— WRITTEN TASK —
Below are some entries. Return exactly the lines from the one with "Spot the kneeling" through the final line, leaving out any pictures.

Pointing dataset records
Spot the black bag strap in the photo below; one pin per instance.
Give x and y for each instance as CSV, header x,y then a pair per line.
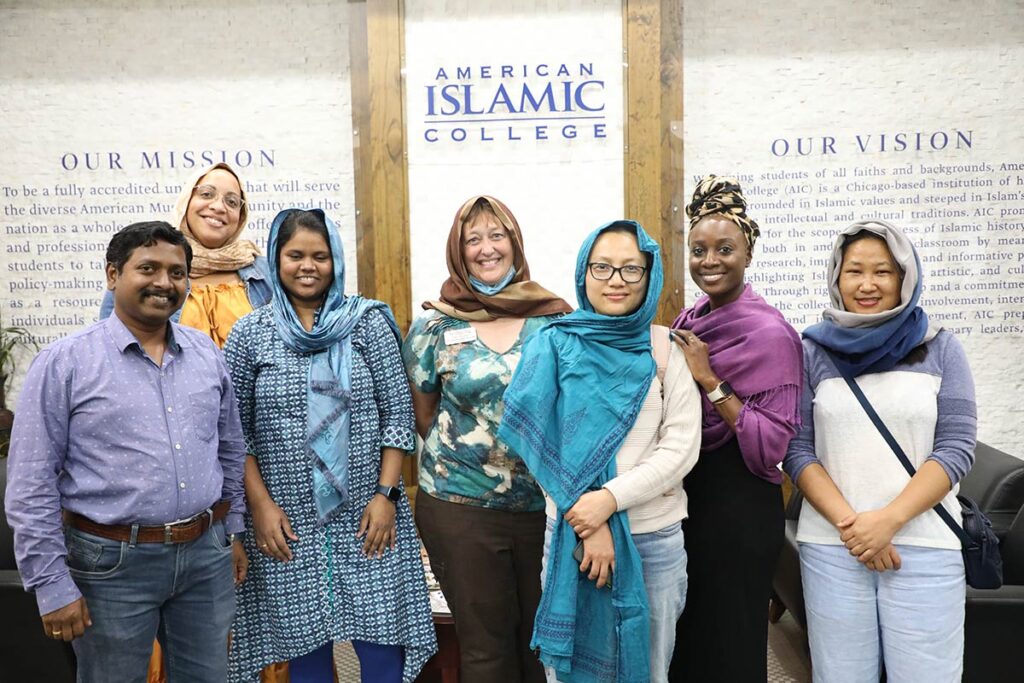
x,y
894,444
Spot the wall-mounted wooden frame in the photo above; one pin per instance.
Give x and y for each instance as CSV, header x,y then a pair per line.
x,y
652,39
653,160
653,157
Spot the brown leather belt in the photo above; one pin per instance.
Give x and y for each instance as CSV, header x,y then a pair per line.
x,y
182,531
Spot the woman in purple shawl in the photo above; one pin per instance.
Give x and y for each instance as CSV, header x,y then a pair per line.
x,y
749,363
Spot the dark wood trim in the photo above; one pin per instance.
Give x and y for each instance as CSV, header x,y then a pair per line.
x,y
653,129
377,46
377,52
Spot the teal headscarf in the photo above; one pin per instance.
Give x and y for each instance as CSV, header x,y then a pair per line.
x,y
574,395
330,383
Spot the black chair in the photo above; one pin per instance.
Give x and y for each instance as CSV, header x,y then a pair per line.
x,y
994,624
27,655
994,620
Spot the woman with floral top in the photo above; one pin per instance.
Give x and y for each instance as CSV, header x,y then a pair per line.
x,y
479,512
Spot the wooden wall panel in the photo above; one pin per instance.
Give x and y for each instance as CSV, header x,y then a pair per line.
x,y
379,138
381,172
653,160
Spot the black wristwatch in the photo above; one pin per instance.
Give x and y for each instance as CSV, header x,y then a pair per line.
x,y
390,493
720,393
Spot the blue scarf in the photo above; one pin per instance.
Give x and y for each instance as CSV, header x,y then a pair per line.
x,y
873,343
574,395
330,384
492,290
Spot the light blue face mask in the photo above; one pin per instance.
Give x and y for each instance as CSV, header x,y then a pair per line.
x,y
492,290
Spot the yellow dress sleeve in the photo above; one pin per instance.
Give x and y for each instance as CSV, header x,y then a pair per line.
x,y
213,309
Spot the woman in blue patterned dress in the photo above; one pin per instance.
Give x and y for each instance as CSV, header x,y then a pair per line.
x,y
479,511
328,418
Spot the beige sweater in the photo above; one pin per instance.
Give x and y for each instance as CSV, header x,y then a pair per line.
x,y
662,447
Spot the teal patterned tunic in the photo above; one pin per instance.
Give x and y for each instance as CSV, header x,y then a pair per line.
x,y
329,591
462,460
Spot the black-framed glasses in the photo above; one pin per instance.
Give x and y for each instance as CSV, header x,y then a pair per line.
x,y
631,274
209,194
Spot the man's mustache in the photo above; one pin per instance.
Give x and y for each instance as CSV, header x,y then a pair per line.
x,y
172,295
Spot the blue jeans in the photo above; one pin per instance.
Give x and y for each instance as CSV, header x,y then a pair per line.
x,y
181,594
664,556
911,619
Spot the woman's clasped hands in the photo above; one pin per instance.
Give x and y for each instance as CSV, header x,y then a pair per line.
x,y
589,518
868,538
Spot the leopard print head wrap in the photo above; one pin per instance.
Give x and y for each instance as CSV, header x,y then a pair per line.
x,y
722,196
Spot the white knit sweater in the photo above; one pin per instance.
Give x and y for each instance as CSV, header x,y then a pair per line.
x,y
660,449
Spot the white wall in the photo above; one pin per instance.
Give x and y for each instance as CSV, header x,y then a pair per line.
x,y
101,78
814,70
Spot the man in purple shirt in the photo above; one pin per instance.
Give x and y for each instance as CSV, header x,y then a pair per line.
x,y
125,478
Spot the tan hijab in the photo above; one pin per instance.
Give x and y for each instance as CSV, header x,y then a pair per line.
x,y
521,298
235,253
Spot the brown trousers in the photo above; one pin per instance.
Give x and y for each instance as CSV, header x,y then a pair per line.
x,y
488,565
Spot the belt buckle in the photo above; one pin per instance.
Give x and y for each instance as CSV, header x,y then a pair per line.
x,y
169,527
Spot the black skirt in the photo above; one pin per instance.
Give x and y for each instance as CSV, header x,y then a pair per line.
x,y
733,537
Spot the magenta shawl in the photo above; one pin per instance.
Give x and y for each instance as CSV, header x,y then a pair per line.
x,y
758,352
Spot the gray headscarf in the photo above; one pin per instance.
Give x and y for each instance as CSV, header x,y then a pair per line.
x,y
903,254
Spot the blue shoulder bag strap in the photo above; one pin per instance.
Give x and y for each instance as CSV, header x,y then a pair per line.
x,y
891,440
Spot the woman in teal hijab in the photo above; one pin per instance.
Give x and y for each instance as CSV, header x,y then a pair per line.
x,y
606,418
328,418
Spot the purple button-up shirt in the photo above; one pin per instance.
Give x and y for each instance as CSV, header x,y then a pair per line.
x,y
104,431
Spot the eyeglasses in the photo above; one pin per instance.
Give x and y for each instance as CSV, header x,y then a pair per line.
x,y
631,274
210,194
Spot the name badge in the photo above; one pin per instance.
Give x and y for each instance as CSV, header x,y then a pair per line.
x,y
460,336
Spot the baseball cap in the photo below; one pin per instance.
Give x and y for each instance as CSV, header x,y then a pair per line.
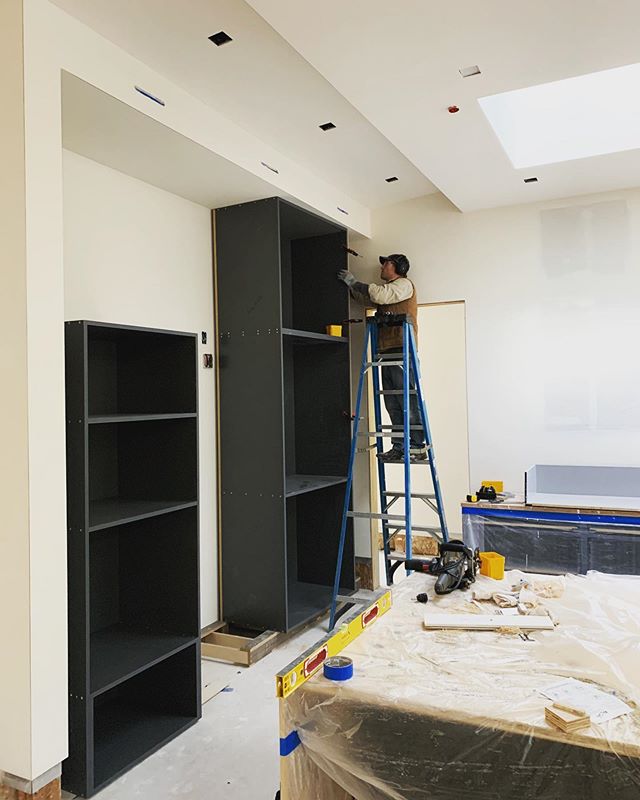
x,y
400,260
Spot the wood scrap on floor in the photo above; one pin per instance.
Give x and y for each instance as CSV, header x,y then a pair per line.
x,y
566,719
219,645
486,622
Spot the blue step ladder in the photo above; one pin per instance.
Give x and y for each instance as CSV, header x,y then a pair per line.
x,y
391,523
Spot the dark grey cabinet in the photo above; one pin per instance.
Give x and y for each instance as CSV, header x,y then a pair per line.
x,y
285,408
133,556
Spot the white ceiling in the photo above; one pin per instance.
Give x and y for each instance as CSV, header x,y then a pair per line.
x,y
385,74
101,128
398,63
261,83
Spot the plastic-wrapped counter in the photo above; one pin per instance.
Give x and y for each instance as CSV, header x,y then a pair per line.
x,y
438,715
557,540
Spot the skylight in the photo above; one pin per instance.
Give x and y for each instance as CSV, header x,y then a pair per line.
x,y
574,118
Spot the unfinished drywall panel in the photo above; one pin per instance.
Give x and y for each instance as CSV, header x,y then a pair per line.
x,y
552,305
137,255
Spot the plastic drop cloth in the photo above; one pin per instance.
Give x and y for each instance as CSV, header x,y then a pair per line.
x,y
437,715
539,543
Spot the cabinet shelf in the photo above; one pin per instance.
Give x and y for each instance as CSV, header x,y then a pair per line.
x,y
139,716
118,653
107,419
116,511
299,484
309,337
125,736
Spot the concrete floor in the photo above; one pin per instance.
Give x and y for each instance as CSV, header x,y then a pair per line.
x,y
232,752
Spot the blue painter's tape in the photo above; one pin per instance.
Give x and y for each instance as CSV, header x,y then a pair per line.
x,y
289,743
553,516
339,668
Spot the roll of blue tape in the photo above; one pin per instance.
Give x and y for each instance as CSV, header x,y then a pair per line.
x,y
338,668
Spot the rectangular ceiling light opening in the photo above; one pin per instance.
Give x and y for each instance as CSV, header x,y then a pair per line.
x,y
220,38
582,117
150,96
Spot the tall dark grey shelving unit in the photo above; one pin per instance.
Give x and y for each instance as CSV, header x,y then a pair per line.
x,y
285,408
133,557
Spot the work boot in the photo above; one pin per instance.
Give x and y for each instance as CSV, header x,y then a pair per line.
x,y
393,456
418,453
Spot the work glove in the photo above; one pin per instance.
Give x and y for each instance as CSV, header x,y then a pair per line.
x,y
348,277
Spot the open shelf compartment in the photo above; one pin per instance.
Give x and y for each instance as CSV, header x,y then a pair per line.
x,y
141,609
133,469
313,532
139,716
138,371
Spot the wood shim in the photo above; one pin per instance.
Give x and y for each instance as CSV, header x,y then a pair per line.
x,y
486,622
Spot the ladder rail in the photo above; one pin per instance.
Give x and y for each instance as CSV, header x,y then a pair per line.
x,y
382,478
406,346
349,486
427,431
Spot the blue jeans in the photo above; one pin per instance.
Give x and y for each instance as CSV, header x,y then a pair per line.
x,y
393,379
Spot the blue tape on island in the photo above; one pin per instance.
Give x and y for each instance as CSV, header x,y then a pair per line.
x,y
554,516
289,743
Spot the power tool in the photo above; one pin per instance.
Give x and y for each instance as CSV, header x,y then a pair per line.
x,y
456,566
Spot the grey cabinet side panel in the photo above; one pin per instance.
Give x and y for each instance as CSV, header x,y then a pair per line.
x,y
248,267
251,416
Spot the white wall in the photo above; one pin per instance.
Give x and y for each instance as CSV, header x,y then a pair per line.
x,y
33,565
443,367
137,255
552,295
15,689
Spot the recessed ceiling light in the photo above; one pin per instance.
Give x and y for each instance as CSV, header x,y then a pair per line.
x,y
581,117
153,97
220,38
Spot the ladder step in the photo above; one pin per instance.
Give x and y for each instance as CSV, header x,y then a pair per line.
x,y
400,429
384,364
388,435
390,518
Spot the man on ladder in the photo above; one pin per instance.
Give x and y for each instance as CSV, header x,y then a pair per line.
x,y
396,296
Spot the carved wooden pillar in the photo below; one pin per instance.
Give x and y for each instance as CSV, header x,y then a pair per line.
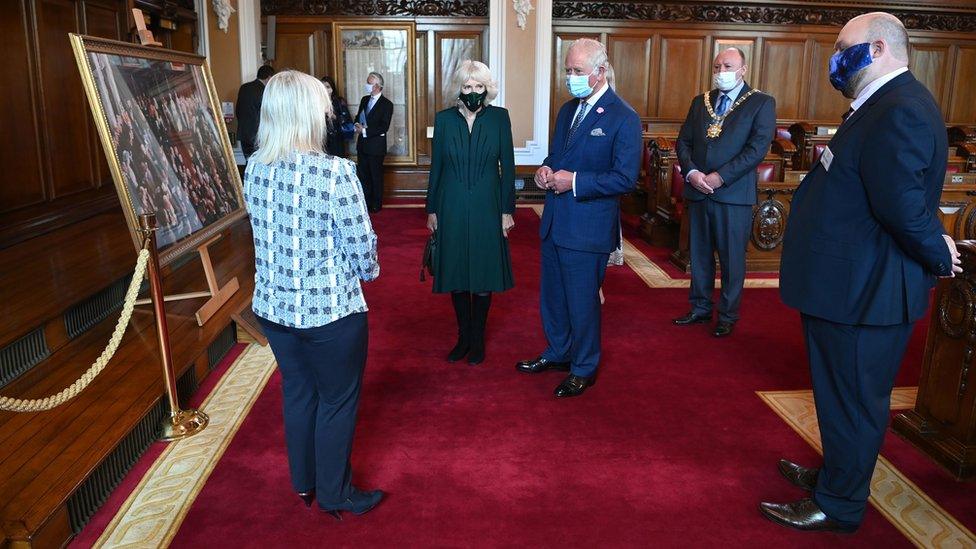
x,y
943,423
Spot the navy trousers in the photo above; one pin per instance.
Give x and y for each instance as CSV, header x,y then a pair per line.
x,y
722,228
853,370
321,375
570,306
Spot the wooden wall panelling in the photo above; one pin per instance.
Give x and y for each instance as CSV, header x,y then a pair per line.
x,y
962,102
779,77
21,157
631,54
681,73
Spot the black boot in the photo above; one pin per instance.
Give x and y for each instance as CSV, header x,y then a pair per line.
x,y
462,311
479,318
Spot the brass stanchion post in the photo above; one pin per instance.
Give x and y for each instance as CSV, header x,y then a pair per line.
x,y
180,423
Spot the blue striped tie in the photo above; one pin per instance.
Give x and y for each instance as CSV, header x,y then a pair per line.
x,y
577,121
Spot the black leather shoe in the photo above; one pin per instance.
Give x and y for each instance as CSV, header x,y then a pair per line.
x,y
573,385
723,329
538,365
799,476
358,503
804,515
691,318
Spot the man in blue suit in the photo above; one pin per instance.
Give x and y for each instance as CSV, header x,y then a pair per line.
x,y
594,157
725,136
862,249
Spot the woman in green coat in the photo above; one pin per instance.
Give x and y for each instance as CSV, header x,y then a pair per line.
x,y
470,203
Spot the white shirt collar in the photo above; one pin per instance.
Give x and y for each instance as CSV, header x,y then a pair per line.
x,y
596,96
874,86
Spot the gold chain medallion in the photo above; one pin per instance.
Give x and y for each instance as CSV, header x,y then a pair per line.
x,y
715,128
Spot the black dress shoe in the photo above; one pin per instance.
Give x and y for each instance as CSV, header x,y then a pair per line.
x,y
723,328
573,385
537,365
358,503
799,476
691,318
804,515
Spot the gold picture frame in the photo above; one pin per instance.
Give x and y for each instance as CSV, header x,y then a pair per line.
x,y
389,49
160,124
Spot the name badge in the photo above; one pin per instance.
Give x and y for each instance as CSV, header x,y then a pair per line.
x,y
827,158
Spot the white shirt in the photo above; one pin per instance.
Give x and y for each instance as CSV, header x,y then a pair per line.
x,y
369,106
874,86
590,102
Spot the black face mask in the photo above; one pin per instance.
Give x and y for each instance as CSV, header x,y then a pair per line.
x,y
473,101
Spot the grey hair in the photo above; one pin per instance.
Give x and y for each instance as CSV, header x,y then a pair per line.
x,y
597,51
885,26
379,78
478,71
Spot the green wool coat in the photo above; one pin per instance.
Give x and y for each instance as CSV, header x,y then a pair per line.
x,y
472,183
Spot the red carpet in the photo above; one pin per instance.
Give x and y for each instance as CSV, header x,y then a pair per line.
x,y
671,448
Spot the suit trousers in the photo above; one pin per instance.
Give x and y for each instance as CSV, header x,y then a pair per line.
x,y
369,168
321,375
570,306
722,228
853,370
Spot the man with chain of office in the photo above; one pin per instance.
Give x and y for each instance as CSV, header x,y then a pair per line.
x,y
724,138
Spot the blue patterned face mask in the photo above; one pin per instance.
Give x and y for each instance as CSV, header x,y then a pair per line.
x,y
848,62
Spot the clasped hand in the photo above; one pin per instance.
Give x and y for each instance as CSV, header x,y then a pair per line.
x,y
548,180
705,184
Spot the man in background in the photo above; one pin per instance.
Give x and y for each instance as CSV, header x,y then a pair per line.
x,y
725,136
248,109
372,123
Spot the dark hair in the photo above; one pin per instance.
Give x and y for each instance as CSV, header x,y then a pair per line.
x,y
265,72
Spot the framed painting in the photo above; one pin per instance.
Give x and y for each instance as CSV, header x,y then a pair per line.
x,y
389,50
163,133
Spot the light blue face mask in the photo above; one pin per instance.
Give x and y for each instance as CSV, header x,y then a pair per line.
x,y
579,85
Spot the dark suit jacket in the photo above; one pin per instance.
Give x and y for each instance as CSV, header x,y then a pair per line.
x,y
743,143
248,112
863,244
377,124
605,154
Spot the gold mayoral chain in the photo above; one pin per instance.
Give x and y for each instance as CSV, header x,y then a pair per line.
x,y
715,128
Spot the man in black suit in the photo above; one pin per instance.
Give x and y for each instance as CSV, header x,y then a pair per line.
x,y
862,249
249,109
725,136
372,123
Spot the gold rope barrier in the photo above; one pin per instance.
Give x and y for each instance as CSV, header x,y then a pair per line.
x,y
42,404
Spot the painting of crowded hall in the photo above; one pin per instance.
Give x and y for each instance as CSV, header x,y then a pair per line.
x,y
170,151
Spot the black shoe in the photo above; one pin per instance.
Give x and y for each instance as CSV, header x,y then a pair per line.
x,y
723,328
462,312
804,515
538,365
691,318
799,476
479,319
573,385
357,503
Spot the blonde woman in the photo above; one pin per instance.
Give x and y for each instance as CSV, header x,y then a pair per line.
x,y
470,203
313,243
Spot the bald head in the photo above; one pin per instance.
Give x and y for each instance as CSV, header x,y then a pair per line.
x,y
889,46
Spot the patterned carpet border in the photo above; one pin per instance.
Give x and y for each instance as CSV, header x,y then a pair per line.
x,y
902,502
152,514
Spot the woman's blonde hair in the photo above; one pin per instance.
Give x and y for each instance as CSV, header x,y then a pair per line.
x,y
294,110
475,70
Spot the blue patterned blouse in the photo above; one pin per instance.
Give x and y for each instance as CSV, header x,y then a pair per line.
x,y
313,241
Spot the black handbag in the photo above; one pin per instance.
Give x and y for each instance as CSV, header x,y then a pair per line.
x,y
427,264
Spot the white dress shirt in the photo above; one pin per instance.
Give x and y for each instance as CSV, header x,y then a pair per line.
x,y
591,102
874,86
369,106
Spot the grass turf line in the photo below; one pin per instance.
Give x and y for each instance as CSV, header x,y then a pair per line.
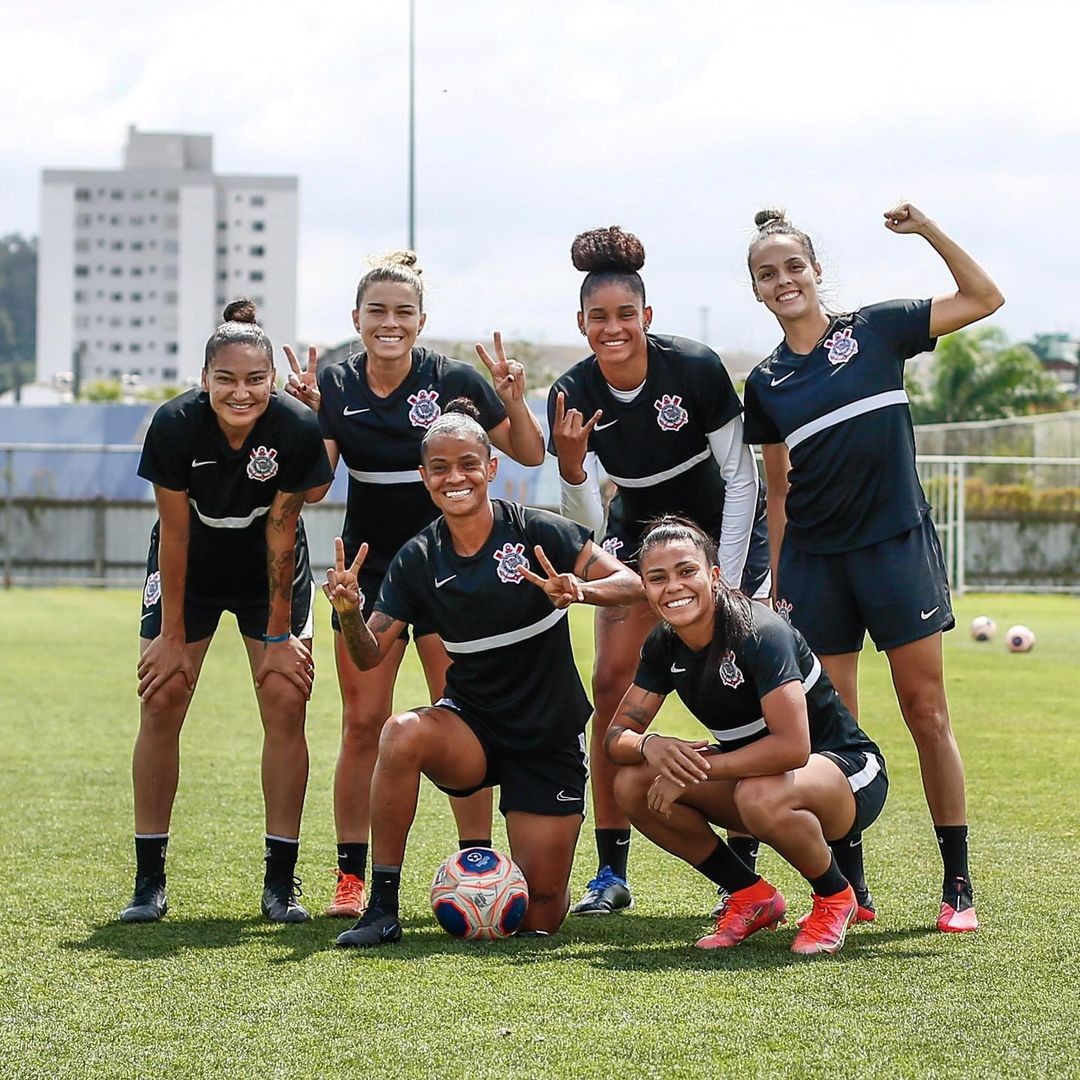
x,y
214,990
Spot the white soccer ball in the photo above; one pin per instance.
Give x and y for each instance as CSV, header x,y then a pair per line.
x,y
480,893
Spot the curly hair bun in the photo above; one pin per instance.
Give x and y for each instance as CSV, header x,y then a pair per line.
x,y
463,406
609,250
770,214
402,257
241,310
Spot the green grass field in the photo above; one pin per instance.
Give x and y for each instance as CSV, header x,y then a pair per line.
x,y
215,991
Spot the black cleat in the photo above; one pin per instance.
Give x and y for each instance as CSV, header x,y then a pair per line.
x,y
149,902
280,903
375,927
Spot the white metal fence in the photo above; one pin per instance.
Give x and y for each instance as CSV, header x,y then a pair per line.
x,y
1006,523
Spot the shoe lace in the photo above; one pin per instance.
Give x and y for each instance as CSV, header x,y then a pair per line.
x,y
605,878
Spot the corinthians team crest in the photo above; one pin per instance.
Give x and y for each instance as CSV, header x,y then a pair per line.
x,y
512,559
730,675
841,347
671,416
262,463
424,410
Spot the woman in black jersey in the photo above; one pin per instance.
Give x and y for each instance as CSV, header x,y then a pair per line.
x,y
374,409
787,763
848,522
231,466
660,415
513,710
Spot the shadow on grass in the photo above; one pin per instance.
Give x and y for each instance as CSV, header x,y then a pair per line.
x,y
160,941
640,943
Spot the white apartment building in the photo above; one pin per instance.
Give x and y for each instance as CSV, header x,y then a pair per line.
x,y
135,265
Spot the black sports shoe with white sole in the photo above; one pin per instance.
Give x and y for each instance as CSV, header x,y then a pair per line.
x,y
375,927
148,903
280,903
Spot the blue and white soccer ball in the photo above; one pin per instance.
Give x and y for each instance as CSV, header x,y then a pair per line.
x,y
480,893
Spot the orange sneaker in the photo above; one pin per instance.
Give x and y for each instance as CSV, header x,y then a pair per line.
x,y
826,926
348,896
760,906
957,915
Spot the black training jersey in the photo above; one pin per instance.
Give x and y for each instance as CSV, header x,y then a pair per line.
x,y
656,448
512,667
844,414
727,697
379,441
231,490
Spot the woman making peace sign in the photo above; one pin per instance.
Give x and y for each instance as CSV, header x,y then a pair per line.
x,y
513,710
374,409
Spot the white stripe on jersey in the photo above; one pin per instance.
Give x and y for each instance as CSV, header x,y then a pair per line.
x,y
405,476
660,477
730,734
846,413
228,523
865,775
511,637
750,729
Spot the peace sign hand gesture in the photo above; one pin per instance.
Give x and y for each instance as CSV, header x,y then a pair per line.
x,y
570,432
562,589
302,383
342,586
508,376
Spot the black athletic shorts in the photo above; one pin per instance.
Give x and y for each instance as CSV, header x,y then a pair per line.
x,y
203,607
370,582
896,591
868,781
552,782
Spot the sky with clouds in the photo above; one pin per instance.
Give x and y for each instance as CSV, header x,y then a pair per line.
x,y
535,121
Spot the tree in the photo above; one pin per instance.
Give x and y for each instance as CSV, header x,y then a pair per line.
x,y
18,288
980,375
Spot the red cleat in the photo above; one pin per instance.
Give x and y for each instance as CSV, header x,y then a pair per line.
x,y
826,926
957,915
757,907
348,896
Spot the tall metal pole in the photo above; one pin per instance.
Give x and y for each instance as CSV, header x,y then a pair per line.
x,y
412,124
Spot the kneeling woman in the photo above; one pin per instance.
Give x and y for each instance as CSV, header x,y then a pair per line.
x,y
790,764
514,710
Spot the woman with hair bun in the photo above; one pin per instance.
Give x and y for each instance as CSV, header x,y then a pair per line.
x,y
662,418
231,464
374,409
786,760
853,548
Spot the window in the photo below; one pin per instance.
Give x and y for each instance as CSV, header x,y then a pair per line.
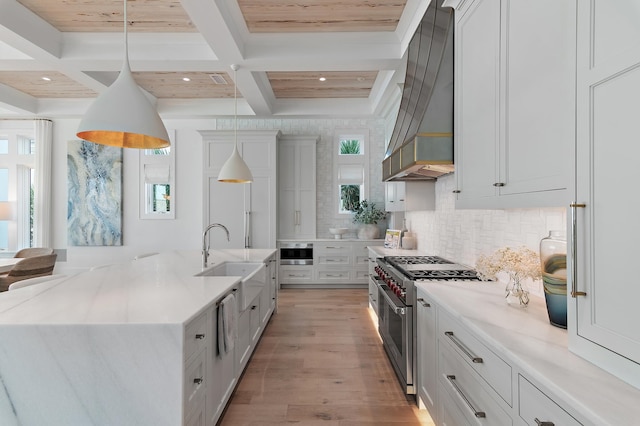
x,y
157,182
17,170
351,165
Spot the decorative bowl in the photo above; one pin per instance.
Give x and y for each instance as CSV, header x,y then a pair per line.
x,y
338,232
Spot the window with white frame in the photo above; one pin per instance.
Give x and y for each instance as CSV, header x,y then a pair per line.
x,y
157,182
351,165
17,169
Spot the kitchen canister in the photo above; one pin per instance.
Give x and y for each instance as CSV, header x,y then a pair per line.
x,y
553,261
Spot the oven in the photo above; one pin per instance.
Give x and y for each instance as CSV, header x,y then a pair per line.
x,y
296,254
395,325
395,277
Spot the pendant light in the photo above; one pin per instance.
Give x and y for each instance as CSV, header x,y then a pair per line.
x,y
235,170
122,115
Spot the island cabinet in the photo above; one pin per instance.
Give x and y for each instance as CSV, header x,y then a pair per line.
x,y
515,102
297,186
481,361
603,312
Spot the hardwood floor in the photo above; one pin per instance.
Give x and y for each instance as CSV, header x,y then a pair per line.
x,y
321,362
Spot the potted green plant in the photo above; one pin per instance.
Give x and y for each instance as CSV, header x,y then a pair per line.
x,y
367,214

— EXERCISE RESPONSE —
Spot the kneeling woman in the photo above; one pin per instance.
Give x and y for each instance as CSV, header x,y then a pair per line.
x,y
790,764
514,710
Spot the woman with hair bun in the photo above; one pin per instance.
Give x and y for each instance as CSV, header x,y then a pair per line.
x,y
662,418
231,464
374,409
786,760
853,548
Spot the window in the photo below; one pin per instance.
Give x and y for each instance as CSV, header x,y then a pair per line.
x,y
157,182
17,170
351,165
Spot the decorative bowl in the photo above; one pin per instance.
Give x and y for each instance as CSV, header x,y then a pair per line.
x,y
338,232
Spot the window with white frame in the photo above; one pin per instance.
Give x and y for each instance as CSV, header x,y then a pair per line.
x,y
157,182
351,165
17,169
Spot the kitchen canister in the photo above; one pin per instance.
Give x and y for each instance as CSV, header x,y then a pair per line.
x,y
553,261
Spot the oven in the photo above; one pin per instance.
Give x and y for each instance as CSV, header x,y then a pair per line.
x,y
296,254
395,325
395,277
Spot the pendant light in the photo above; one pin per instance.
Give x and y for each instance as CSV, header x,y then a pair per line.
x,y
235,170
122,115
Spot the island cabinet in the photo above; one pin per instance.
Give x and y for each instance as CSV, header x,y then a pair per line.
x,y
515,102
297,186
481,361
603,312
Spot the hardwood floor in the photo above; one pin per instance.
Give x and y for each instance as CSV, header x,y then a pair per line.
x,y
321,362
Spot the potted green plant in the photo above; one pin per instance.
Give x and y for each instance as CSV, header x,y then a pair per line.
x,y
367,214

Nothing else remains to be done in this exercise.